*OBJECTIVE*. Collect every line of the material below that contains the string "frame", matching case exactly.

BEGIN PROVIDED RECORDS

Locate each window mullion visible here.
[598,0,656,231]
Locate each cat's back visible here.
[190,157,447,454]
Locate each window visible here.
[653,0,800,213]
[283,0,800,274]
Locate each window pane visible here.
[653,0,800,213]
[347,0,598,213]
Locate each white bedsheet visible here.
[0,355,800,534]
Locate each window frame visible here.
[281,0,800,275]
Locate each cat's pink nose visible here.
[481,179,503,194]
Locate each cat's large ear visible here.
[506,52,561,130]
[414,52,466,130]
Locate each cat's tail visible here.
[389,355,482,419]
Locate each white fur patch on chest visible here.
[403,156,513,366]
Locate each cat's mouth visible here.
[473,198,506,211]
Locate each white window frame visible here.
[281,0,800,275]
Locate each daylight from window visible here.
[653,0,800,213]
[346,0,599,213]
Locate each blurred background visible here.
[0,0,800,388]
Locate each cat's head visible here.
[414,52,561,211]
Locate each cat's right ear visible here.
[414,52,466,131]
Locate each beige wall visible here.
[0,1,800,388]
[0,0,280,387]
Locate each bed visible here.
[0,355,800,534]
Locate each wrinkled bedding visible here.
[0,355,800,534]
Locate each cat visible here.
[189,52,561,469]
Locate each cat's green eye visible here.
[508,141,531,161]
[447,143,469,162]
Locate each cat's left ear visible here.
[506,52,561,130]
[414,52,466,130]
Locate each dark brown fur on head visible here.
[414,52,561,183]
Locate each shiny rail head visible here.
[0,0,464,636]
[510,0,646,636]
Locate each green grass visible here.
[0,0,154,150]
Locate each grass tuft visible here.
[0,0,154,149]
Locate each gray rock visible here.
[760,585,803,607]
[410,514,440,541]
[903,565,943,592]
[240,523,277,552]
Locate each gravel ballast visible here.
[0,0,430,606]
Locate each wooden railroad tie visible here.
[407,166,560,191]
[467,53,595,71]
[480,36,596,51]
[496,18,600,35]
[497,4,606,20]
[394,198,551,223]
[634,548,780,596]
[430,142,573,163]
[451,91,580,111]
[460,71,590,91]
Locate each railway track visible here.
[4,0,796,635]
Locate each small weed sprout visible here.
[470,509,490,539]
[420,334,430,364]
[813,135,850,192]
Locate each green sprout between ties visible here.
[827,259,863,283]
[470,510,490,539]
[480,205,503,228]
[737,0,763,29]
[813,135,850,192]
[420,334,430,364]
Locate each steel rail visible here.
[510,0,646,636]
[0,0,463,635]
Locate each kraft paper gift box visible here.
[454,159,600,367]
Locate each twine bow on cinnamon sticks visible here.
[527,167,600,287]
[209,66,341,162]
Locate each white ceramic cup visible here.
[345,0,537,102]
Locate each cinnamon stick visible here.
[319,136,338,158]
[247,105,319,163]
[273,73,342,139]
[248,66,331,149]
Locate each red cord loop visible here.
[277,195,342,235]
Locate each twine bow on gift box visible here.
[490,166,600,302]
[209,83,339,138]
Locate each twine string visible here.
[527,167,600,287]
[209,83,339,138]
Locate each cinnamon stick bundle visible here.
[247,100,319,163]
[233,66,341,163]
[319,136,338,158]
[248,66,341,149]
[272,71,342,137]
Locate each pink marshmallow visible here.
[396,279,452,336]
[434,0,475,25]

END PROVIDED RECORDS

*RESULT OF THIS TASK*.
Locate each window frame visible here.
Locate each white window frame visible here.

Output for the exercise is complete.